**REQUIRED ACTION**
Every line of the data is to be retyped exactly.

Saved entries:
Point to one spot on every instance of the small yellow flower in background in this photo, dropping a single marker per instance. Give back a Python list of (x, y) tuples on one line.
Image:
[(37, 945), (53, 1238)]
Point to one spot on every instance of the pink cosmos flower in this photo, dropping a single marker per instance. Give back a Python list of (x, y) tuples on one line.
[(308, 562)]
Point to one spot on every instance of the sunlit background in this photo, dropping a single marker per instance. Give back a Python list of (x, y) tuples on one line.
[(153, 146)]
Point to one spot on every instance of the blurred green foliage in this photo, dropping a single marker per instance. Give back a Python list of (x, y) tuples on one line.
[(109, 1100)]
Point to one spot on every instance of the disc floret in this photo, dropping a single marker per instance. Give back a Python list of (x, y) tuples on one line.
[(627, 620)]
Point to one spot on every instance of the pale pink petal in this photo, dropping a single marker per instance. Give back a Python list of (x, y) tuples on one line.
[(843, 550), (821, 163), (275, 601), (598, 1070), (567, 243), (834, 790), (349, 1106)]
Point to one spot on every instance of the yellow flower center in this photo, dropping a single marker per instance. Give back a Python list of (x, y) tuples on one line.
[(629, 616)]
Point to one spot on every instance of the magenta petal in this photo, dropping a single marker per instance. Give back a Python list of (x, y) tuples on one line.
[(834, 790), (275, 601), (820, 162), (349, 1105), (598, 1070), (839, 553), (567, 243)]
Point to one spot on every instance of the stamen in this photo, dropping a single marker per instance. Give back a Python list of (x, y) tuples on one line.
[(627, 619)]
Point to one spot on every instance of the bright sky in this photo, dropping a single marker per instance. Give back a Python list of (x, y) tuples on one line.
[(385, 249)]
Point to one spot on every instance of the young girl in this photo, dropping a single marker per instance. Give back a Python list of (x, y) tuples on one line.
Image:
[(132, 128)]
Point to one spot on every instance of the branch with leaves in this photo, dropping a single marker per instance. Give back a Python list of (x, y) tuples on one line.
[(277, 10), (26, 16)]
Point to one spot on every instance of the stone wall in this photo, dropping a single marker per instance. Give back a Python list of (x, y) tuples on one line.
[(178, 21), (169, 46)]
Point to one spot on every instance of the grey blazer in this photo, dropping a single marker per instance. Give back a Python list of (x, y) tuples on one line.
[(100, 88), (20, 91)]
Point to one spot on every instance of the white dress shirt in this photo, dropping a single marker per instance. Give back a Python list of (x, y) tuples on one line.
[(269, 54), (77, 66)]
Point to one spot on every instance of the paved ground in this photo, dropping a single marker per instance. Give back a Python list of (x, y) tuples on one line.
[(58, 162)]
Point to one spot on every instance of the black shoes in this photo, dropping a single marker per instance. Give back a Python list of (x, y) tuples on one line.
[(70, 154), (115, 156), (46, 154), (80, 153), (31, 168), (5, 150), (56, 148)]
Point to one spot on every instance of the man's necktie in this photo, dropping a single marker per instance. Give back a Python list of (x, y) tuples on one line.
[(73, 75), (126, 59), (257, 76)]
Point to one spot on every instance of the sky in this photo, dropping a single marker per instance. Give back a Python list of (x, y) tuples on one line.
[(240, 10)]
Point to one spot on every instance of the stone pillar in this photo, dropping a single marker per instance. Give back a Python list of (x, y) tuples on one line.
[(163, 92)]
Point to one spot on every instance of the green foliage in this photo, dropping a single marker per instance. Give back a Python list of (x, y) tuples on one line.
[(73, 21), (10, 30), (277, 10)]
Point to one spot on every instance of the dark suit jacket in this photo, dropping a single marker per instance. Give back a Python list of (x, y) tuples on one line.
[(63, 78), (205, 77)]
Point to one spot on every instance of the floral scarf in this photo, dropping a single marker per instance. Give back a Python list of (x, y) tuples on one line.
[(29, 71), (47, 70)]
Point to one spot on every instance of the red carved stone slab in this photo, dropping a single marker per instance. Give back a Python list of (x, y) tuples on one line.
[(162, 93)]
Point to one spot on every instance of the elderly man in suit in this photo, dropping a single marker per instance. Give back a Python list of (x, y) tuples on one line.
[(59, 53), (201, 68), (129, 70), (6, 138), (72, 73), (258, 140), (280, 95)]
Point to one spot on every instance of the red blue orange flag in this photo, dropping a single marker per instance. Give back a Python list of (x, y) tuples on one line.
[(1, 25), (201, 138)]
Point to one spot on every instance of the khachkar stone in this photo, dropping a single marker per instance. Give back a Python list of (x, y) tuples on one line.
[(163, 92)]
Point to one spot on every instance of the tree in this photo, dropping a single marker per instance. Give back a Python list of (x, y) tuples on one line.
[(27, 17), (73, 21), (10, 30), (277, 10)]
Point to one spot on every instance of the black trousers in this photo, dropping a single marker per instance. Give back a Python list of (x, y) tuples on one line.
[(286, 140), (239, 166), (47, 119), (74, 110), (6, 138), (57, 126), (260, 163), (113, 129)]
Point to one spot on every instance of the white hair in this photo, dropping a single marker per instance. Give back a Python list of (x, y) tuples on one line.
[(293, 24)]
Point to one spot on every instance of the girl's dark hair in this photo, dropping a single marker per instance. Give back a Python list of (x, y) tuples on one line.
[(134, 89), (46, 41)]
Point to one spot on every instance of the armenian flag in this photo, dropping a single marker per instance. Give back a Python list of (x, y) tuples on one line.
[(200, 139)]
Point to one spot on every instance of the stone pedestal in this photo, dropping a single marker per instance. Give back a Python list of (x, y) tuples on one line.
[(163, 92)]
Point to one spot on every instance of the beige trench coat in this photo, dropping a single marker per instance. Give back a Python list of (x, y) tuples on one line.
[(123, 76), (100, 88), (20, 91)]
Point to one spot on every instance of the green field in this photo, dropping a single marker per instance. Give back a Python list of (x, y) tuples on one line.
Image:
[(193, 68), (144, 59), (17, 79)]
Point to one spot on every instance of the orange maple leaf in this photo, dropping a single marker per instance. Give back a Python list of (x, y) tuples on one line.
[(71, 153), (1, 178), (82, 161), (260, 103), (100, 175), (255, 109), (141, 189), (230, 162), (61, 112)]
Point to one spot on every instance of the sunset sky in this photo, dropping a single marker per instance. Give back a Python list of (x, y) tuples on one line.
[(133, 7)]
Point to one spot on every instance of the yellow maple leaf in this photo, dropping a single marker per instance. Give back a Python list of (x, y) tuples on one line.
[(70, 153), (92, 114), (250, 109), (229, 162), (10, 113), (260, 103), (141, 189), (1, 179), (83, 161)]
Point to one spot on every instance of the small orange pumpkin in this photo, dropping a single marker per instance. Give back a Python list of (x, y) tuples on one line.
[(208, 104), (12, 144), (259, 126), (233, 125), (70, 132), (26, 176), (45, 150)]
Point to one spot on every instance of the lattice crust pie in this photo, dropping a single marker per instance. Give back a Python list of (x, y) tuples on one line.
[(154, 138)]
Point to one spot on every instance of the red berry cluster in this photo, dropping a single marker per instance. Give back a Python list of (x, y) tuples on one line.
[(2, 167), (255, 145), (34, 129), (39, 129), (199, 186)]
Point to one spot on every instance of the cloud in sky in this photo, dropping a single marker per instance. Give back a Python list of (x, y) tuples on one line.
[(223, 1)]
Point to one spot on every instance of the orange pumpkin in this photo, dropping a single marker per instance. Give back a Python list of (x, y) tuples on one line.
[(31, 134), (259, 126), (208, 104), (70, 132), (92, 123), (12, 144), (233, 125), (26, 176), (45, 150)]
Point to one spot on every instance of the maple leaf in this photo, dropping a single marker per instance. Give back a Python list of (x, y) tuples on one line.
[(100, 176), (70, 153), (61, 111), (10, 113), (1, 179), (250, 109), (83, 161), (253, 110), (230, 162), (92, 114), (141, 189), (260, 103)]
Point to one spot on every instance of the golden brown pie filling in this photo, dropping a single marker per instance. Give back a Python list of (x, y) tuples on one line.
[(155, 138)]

**SOLUTION BELOW**
Point to one spot on every instance of the small yellow flower in background in this photo, dropping a single marker per instance. Give back a Python list of (x, y) tuples on one line.
Image:
[(37, 945), (53, 1238)]
Point to one spot on every instance of the pink cosmos flower in this photo, dropping a single marker per instance. Give back a Python list of (x, y) tuples on one line.
[(308, 562)]
Point to one spot on every instance of the sunlit background in this photo, dropping a single marker per instance. Give back a Python list of (x, y) tuples on one line.
[(153, 146)]
Point to one spot on every instance of the blurred green foliage in this photo, dropping a single marker per instance. Give back a Python list of (x, y) tuples on one line.
[(109, 1100)]
Point to one spot on every instance of the disc floret in this photo, dropping a single marker per instance. Give back a Python list of (x, y) tuples on one line.
[(627, 620)]
Point to one spot on every instance of the pale pink petal in this photo, dropping a single marker per instance. Give back a Python list of (x, y) tuples on one line.
[(843, 550), (821, 163), (275, 601), (598, 1070), (567, 243), (834, 790), (349, 1106)]
Point to one spot on every instance of the yellow flower center in this photo, dropping a single marker per instance. Give back a Python list of (x, y) tuples on one line.
[(629, 616)]
Point to one spot on every instance of the magenta petal in this photo, dropping a single marker per instance. Give back a Python list of (x, y) tuples on one line.
[(834, 790), (275, 601), (820, 162), (349, 1105), (598, 1070), (839, 553), (567, 243)]
Point to one spot on every instance of the stamen in this photo, dropping a single marker per instance. Give back a Python list of (x, y) tuples on one line.
[(627, 619)]
Point to one spot on every instance of the bright sky in this photo, dropping a single marker per instance. Give back a Python list of (x, y) tuples on one line.
[(385, 249)]
Point to one spot on every instance of the young girl in this photo, dropping a single marker per instance. Give back a Python list of (x, y) tuples on one line.
Image:
[(132, 128)]
Point to one spot on every instance of the branch with leaves in this photo, dropping a single marker per instance. Give back a Python list of (x, y) tuples on one line.
[(277, 10), (26, 16)]
Point to one spot on every instance of the stone wall in this photo, dropping a single marker per instance. Give back a Python list of (x, y) tuples on one line.
[(178, 21), (169, 46)]
Point to one spot on every instance of the grey blazer in this photo, dropping a single marker per instance. Give back a Python list of (x, y) tuples on one line.
[(100, 88), (20, 91)]
Point to one spot on every instance of the white dress shirt in this photo, dropping a single marker per instance. Give back a Python list of (x, y) tuples on one line.
[(269, 54), (77, 66)]
Point to one spot on every instance of the paved ground in this photo, dropping a single marker per instance. Give back a Python list of (x, y) tuples on one line.
[(58, 162)]
Point to one spot on every instance of the black shoes in this photo, dropping a single marker per instance. Give back a Python list of (x, y) tuples on one line.
[(70, 154), (115, 156), (46, 154), (80, 153), (31, 168), (5, 150), (56, 148)]
Point to one spot on every instance of the man's necktie in this photo, dropping a single marker per instance. Give back a Python list of (x, y) tuples on one line.
[(73, 75), (126, 59), (257, 76)]
Point to one spot on every instance of the sky in this photo, dropping a single marker per instance. Give back a Python list of (x, y) tuples on one line.
[(240, 10)]
Point to one spot on every instance of the stone pillar in this photo, dropping a single marker per instance. Give back a Python list of (x, y) tuples on one line.
[(163, 92)]
Point to one spot on every instance of the green foliage in this photo, dropping a single marker per instance. Give back a Python list of (x, y) tuples on one line.
[(73, 21), (10, 30), (277, 10)]
Point to one spot on every instance of the dark suit jacket in this photo, dropping a single marker per instance. Give back a Python list of (x, y) tuples on one line.
[(63, 78), (205, 77)]
Point to one spot on every instance of the floral scarf in this photo, dropping a single marker per instance. Give back a Python list of (x, y) tuples on one line.
[(29, 71), (47, 70)]
Point to one spot on every instance of the red carved stone slab in this photo, dropping a single marker per instance. Give back a Python list of (x, y) tuples on one line.
[(162, 93)]
Point to one spot on every instance of the elderly man in suit in this photo, dropping a single marker per instance. Give back a Python list of (x, y) tuples on one line.
[(59, 53), (201, 68), (129, 70), (6, 138), (72, 73), (258, 140), (280, 95)]
Point to one spot on every instance of the red blue orange flag in this photo, dropping a single marker per instance. Give back a Python list of (x, y) tuples on one line.
[(1, 25), (201, 138)]
Point to one spot on every instance of the khachkar stone in this photo, dropping a single marker per instance. Give back a Python list of (x, y) tuples on one line.
[(163, 92)]
Point to one spot on every instance of the tree in this photo, dropping a single marker per instance. Give back a Python list of (x, y) tuples on one line.
[(27, 17), (73, 21), (10, 30), (277, 10)]
Point to one spot on every instance of the black trousers in this photo, dropping a single marker per instance. Give back a Python list of (x, y) tuples on one line.
[(286, 140), (239, 166), (47, 119), (74, 110), (6, 138), (57, 126), (260, 163), (113, 129)]
Point to one spot on every instance of the white hair in this photo, dropping a single marker per instance. Give back a Python list of (x, y) tuples on one line.
[(293, 24)]
Point to one spot on every instance of the girl's dark hair in this photo, dropping a single marker per instance. Give back a Python list of (x, y) tuples on one line.
[(134, 89), (46, 41)]
Point to one spot on every instance of the armenian flag in this photo, dropping a single marker per instance. Give back a Python list of (x, y) tuples on one line.
[(200, 139)]
Point to one spot on every instance of the stone pedestal in this photo, dropping a single marker per instance. Give back a Python list of (x, y) tuples on one line.
[(163, 92)]
Point to one spot on every instance of the beige trench coat in this photo, dropping a single marker per instance. Give back a Python list of (x, y) tuples on one line.
[(123, 76), (100, 88), (20, 91)]
Point to one spot on every instance of the green field in this photo, dropping a single marker per instance. Give back a Python list of (x, y) tuples on one line.
Image:
[(193, 68), (144, 59), (17, 79)]
Point to one spot on every instance of the orange maple leaf in this photo, dropping a single marker per instance. Give back a Python list of (x, y) tuples on one line.
[(71, 153), (1, 178), (82, 161), (260, 103), (100, 175), (255, 109), (141, 189), (230, 162), (61, 112)]
Point to one spot on every instance of the sunset sky in this photo, dropping a single marker per instance. Give back a Python list of (x, y) tuples on one line.
[(133, 7)]
Point to one spot on every instance of the yellow maple leaf in this photo, dropping a single marker per instance. Give back a Python list of (x, y) tuples on one line.
[(70, 153), (92, 114), (250, 109), (229, 162), (10, 113), (260, 103), (141, 189), (1, 179), (83, 161)]
Point to one spot on every instance of the small orange pumpkin in this photo, dropping a single marker per instance. Give back a Python list of (x, y) tuples on one line.
[(208, 104), (12, 144), (259, 126), (233, 125), (70, 132), (26, 176), (45, 150)]
Point to one spot on every instance of the lattice crust pie in this photo, dropping a single marker per instance. Give back a Python list of (x, y) tuples on one line.
[(154, 138)]
Point to one spot on every instance of the red berry cluster in this photo, dropping a single marker per instance. Give back a Python list of (x, y) tuples on one line.
[(2, 167), (255, 145), (34, 129), (39, 129), (199, 186)]
Point to one spot on every instance of the cloud in sky in this photo, dropping a single marker per instance. Give back a Python list of (x, y) tuples on one line.
[(223, 1)]
Point to one spot on every instance of the orange pumpkin in this photo, dropping a single marker per instance. Give back a Python list of (x, y) tuples on one line.
[(31, 134), (259, 126), (208, 104), (70, 132), (92, 123), (12, 144), (233, 125), (26, 176), (45, 150)]
Point to one spot on every instance of the maple leaf in this photo, dropping a single marker per instance. Give back a Python list of (x, y) tuples on one line.
[(100, 176), (70, 153), (61, 111), (10, 113), (1, 179), (250, 109), (83, 161), (253, 110), (230, 162), (92, 114), (141, 189), (260, 103)]
Point to one spot on every instance of the golden brown pie filling in this photo, dropping a single marker per instance. Give back a Python list of (x, y) tuples on one line.
[(155, 138)]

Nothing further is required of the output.